**WHAT THE TASK REQUIRES:** Output all the data exactly. Pictures do not belong in the copy.
════════
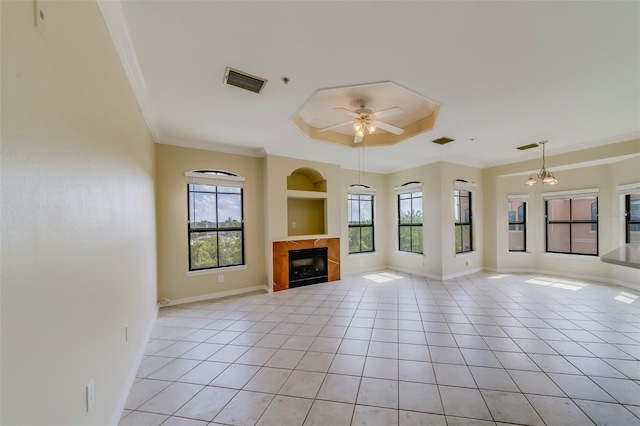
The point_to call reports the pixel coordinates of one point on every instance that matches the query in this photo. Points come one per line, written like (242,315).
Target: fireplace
(308,266)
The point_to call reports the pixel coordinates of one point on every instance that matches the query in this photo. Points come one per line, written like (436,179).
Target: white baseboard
(131,377)
(216,295)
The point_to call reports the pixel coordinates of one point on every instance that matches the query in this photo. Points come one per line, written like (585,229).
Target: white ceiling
(505,73)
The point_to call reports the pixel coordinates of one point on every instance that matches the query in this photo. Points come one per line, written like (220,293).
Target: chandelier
(544,176)
(363,123)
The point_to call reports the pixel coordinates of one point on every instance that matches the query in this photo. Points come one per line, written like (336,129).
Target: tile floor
(389,349)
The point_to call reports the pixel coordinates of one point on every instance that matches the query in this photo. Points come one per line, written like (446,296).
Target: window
(517,225)
(215,224)
(632,217)
(360,220)
(462,220)
(410,218)
(572,225)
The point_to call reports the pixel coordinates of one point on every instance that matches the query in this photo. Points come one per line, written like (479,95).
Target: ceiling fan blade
(335,126)
(387,112)
(351,113)
(388,127)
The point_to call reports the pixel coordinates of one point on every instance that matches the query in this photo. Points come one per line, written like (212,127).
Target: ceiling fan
(366,120)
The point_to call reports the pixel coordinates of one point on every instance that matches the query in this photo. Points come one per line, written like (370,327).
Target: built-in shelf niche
(306,203)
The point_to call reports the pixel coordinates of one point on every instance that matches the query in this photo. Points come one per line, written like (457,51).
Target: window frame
(522,223)
(628,222)
(570,221)
(466,222)
(215,178)
(359,190)
(410,188)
════════
**ANSWER FOR THE TASK:**
The point_to call reports the pixel coordinates of one point on every instance that matches the query in this photo. Points come one per line, written like (242,315).
Target: fireplace
(308,266)
The point_to call reports the pixel coordinates of one point on every instance that matches the query in this photo. Points come one per line, written like (436,179).
Target: white baseboard
(131,377)
(216,295)
The point_to call reports the pixel coordinates of one point on every instance that matches the query in this photo. Points come one per line, written like (585,229).
Target: white ceiling
(505,73)
The point_to call reports the pixel coordinates of one point on every instance that matches the query in this photo. Points come one per line, written like (220,293).
Target: chandelier
(544,176)
(363,123)
The point_to call reports the pixel coordinates of one point on every instance that matches the query in this photo. Points come one per line, written like (336,129).
Target: tile floor
(389,349)
The point_to call reports the pixel coordinates of one point on every instance that matches the query in this photo. Points come one per line, written like (446,296).
Target: window
(517,225)
(215,224)
(632,217)
(360,220)
(462,220)
(410,218)
(572,225)
The point_to call reports the pixel coordinates of one point on every instance that matches the query in this photo. Points come one per line, written like (479,95).
Target: ceiling fan blade
(335,126)
(387,112)
(351,113)
(388,127)
The point_to call reports the pixel coordinates of one point on every instance that matches the query in this photo. Points come one per line, written like (212,127).
Target: ceiling fan
(366,120)
The point_to call reports the pixel coordinates of one point on every instance that matches the query in this photo. Points come one per line, written like (370,327).
Target: built-in shelf niche
(306,203)
The point_to call reports the pixel coordinates of one point on every instance that matches the query in this photo. Points come one per line, written like (457,51).
Target: window frame
(522,223)
(628,222)
(570,221)
(466,222)
(215,178)
(359,190)
(410,188)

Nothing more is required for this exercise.